**Excerpt:**
<<<<

Angela Harvey and two younger children, ages 16 and 14, have been charged with first-degree murder, and prosecutors have asked a judge to upgrade charges against Chester and Chad to first-degree murder as well. Three other men — Darrill Lynn, 45, of Farber, and Jackie Moss, 44, and Robert Allen, 52, both of Vandalia — have been charged as accomplices with kidnapping.

No drug charges have been filed in the case, and prosecutors have not indicated that they suspect any of the defendants are dealing drugs.

In court documents that accompanied the charges, the only thing that hints at a possible motive was something Angela Harvey allegedly told a state highway patrol investigator: that two days before the killing, she, her husband and Lynn discussed "how McNeely needed to be taken care of so he couldn't come back and harm them."

>>>>

**Data extract:**
<<<<

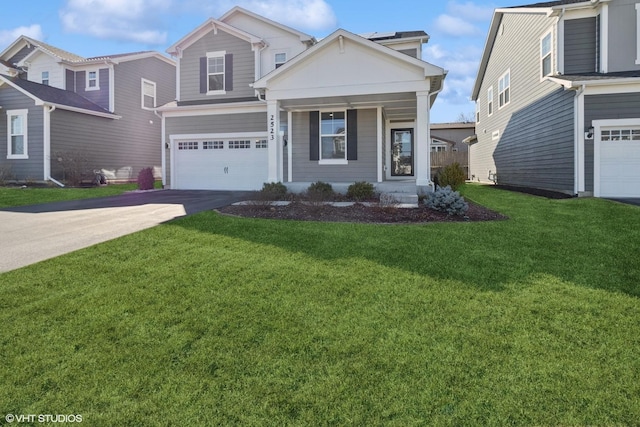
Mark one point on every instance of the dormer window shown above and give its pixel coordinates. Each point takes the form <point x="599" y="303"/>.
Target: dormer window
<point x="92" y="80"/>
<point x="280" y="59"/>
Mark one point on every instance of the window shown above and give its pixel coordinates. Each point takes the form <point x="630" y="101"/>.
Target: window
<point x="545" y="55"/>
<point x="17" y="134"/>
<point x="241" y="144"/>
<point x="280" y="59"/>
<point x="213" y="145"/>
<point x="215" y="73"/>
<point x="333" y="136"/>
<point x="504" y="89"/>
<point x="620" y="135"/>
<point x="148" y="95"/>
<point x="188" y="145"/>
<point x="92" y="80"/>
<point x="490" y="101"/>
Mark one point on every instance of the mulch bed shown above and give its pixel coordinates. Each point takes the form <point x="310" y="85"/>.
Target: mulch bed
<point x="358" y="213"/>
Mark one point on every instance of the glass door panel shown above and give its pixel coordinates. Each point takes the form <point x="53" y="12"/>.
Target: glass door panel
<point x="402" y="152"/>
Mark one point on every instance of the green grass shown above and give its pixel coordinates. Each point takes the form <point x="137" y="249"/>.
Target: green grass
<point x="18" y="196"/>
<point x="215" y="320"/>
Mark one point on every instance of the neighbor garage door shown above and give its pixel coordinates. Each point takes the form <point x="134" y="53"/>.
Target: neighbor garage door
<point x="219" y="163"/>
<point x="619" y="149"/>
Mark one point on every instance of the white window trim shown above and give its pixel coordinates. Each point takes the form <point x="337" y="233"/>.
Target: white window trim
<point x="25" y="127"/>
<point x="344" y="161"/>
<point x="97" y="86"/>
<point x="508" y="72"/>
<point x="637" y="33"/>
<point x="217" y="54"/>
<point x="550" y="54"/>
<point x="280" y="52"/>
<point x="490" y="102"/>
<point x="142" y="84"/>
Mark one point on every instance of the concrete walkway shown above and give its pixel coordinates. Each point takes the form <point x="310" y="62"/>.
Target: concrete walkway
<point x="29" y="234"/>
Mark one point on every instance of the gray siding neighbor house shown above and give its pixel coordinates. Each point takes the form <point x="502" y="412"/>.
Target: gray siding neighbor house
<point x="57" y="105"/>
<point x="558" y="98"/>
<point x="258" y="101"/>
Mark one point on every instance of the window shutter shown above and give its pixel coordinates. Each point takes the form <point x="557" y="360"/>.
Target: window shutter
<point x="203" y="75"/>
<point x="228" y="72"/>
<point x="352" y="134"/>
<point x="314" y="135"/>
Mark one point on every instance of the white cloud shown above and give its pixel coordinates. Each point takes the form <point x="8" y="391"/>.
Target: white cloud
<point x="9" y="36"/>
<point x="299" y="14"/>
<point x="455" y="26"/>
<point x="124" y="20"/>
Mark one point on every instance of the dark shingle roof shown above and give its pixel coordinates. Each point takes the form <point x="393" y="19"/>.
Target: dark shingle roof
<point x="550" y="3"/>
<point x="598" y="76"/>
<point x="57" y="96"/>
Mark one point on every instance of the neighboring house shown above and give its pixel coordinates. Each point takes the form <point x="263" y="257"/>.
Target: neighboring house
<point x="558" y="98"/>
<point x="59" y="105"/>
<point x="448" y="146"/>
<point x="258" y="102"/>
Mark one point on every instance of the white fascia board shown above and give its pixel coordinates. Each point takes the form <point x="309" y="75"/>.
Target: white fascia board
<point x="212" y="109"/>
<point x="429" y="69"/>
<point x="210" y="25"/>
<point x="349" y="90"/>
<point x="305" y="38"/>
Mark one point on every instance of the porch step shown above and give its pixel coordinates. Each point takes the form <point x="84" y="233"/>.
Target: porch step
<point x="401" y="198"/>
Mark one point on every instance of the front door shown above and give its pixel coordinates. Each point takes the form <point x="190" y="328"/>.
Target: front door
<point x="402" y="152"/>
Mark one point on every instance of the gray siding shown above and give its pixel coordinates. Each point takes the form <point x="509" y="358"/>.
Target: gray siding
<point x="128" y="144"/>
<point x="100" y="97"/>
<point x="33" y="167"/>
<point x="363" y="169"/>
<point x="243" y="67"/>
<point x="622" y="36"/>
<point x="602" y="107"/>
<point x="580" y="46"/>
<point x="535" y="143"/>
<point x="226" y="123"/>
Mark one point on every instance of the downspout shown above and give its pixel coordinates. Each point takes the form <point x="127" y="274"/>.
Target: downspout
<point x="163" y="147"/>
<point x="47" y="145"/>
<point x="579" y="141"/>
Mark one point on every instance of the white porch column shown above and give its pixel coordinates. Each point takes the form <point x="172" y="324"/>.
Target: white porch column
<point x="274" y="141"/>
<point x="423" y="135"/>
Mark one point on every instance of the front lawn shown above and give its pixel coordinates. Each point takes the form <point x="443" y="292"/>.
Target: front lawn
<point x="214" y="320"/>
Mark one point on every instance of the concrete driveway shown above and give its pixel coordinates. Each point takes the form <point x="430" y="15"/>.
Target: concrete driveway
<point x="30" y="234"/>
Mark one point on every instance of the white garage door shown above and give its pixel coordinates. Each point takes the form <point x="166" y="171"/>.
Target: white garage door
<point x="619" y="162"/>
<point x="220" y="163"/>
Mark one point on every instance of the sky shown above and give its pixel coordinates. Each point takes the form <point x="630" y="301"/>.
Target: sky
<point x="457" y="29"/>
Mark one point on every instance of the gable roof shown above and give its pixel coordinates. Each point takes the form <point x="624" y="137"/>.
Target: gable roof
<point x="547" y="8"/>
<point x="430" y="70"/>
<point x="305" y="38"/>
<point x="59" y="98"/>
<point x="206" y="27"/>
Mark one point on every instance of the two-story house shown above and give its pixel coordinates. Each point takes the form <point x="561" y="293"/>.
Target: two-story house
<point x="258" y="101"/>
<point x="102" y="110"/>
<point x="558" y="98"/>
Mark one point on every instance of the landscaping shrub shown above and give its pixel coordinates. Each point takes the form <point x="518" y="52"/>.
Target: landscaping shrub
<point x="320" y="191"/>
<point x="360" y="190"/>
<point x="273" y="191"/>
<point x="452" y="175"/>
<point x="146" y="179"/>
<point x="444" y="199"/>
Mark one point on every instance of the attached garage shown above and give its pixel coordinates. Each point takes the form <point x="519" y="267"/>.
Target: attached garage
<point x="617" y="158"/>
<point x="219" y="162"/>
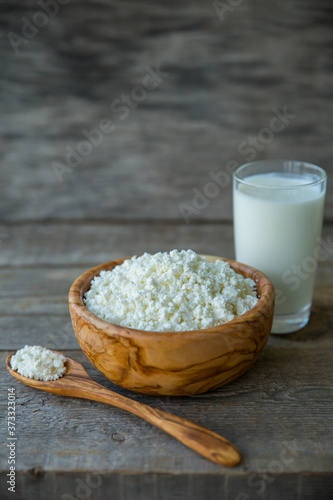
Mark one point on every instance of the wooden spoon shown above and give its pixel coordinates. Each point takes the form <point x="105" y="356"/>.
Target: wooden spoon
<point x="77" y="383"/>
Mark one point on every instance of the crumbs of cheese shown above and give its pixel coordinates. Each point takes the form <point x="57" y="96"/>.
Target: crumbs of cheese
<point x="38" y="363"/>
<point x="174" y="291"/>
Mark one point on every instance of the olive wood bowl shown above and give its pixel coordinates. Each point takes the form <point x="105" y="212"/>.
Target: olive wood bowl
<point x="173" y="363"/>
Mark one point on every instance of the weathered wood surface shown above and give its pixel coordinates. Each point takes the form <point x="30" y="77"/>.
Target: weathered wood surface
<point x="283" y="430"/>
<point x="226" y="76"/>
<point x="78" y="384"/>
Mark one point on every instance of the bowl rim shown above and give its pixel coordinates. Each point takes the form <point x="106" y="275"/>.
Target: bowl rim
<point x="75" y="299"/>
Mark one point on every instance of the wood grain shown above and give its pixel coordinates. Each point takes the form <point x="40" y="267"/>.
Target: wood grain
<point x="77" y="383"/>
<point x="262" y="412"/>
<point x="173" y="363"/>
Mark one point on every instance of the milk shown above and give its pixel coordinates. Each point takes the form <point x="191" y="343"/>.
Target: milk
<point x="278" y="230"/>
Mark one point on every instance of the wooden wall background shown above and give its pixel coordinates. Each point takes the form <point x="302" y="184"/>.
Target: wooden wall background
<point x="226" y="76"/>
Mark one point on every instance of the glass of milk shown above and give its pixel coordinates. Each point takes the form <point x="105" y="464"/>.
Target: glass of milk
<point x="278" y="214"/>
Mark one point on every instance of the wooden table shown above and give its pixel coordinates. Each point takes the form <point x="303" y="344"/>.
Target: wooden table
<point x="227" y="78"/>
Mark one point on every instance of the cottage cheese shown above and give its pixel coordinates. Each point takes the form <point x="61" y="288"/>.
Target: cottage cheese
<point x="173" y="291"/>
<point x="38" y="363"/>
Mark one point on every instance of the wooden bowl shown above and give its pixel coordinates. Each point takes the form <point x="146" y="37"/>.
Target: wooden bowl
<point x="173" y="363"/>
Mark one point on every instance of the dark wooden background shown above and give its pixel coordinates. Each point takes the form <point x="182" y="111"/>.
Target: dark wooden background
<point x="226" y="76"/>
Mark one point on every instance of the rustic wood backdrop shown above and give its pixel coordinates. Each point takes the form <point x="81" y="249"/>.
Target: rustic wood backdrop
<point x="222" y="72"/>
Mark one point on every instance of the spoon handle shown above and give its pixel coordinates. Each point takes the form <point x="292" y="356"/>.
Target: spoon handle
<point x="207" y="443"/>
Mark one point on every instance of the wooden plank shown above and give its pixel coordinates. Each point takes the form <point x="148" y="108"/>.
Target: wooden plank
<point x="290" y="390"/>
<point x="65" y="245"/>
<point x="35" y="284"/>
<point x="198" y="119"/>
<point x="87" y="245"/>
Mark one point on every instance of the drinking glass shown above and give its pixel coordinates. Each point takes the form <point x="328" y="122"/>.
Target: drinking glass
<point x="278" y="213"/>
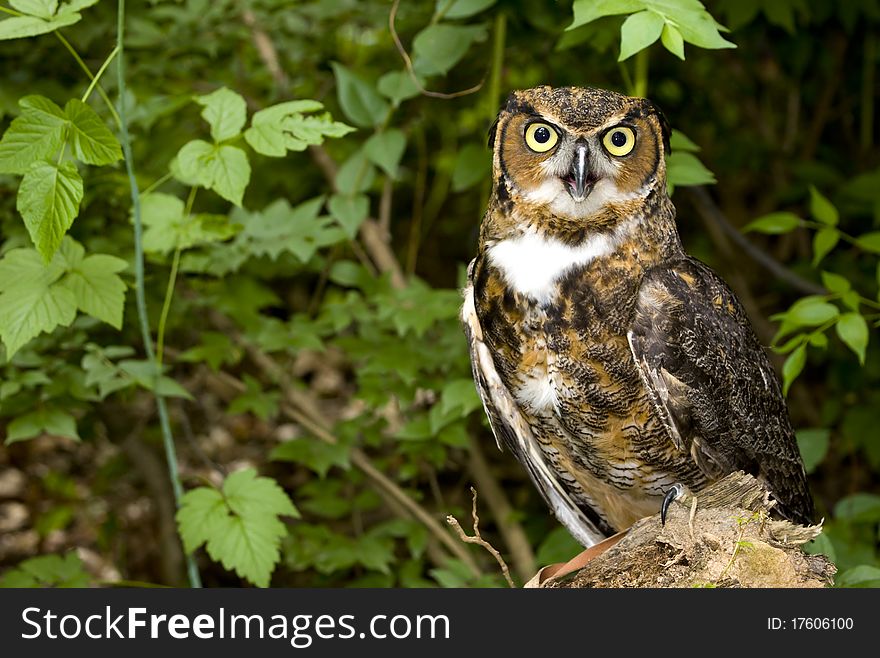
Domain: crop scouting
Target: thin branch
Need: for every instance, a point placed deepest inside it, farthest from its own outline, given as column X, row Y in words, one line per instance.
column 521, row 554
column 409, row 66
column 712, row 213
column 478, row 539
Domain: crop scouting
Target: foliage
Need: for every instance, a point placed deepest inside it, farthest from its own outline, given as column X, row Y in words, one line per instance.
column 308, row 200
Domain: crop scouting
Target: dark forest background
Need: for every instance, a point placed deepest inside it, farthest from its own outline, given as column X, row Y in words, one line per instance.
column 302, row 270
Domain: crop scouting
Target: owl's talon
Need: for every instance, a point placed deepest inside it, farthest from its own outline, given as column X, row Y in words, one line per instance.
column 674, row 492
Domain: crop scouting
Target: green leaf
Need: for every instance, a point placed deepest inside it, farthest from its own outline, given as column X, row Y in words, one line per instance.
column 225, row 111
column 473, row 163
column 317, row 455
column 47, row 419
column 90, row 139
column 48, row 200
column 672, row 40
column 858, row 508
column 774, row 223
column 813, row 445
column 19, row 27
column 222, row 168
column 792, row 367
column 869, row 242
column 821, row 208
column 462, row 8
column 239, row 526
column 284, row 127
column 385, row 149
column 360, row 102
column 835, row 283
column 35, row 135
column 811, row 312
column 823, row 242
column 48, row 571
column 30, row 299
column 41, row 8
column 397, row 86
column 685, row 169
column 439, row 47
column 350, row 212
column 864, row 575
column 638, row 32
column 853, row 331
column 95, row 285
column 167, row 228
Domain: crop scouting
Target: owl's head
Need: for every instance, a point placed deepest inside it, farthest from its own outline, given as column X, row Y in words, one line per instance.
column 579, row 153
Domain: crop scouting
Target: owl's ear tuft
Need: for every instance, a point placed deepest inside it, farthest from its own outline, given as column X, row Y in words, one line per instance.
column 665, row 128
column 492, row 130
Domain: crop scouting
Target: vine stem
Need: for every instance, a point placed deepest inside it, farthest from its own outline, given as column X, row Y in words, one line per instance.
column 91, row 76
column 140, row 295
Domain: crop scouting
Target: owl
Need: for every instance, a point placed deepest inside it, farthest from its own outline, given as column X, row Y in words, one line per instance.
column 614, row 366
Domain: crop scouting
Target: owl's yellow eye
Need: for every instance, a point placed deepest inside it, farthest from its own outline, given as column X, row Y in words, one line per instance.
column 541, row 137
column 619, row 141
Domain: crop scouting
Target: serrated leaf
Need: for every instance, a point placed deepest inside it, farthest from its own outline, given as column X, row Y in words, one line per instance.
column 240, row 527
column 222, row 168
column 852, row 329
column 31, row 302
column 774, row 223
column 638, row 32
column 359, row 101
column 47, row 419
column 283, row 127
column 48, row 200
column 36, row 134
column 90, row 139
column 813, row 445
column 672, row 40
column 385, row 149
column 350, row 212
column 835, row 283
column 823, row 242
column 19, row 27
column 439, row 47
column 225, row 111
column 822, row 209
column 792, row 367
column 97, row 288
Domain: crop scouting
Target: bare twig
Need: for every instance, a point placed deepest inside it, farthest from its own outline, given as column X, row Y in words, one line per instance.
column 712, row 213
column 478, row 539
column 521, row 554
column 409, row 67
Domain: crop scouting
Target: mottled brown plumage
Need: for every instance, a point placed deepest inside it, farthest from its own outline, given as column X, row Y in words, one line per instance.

>>>>

**Tasks for this exercise:**
1/ Reproduce the passage in the news excerpt about the murder charges starting with "Angela Harvey and" and going on through "accomplices with kidnapping.".
2/ According to the news excerpt about the murder charges, which town is Darrill Lynn from?
3/ Continue the news excerpt about the murder charges from the point where it stops.
None of the items is needed for what follows.

**Answers in order:**
1/
Angela Harvey and two younger children, ages 16 and 14, have been charged with first-degree murder, and prosecutors have asked a judge to upgrade charges against Chester and Chad to first-degree murder as well. Three other men — Darrill Lynn, 45, of Farber, and Jackie Moss, 44, and Robert Allen, 52, both of Vandalia — have been charged as accomplices with kidnapping.

2/ Farber

3/
James McNeely, or "Bo Bo" as he liked to be called, grew up in foster and group homes, and on the streets, his relatives said. His father was convicted of stomping a toddler to death and sentenced to life in prison, and his mother lost custody of — and interest in — her children, they said. James didn't finish high school and had a son during a brief marriage. He recently had been crashing on the couches of relatives and acquaintances and looking for a way to support his boy.

Prosecutors have not said how McNeely and the Harveys came to know one another, but McNeely's aunts, uncles and grandparents said he lived a drifter's life and met Chester Harvey in Florida while Harvey was hauling frozen foods on his rig through the state.

McNeely was invited to the Harvey home and became friends with Chad, celebrating Thanksgiving with them this year. He told relatives he had joined Chester and Chad Harvey on a couple of runs and wanted to learn truck driving.

Tiffany Tice, who lived with the Harveys last year to help care for their 9-year-old son who has kidney disease, said she witnessed one incident involving McNeely that gave her pause. She said she overheard him screaming at the boys and slapping one of them for refusing to do his chores.

But McNeely and Chad Harvey seemed to become quick friends, and Chad Harvey accompanied McNeely on his road trip to visit relatives in Ohio, West Virginia and Kentucky the week before his death.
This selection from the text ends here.